### Dataset records
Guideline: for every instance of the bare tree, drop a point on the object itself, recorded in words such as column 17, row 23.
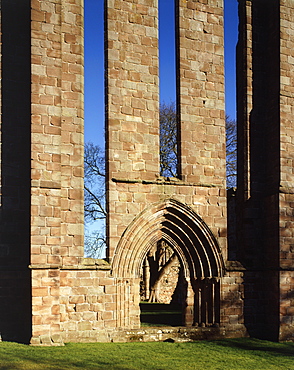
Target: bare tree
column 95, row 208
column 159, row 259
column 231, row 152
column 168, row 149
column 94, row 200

==

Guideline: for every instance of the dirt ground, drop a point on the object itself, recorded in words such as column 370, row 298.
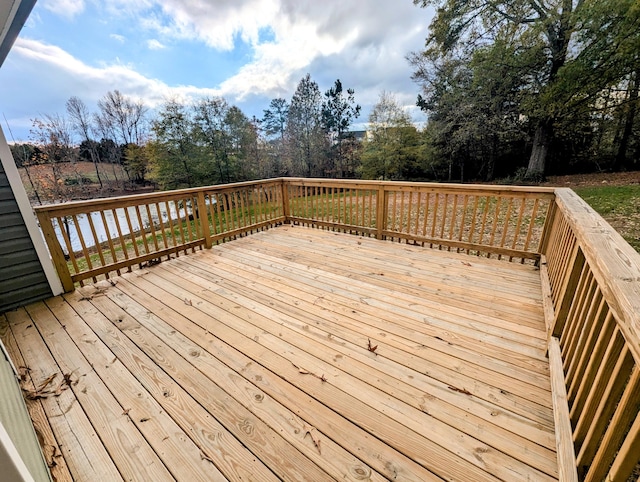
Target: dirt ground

### Task directions
Only one stretch of the material above is wanted: the line containing "Guideline: for every instance of the dirt" through the line containing "Target: dirt ground". Restate it word for word, minus the pictures.

### Problem solution
Guideline: for every instance of the dirt ground, drop a point on the object itself, recorded in words such as column 370, row 298.
Target: dirt ground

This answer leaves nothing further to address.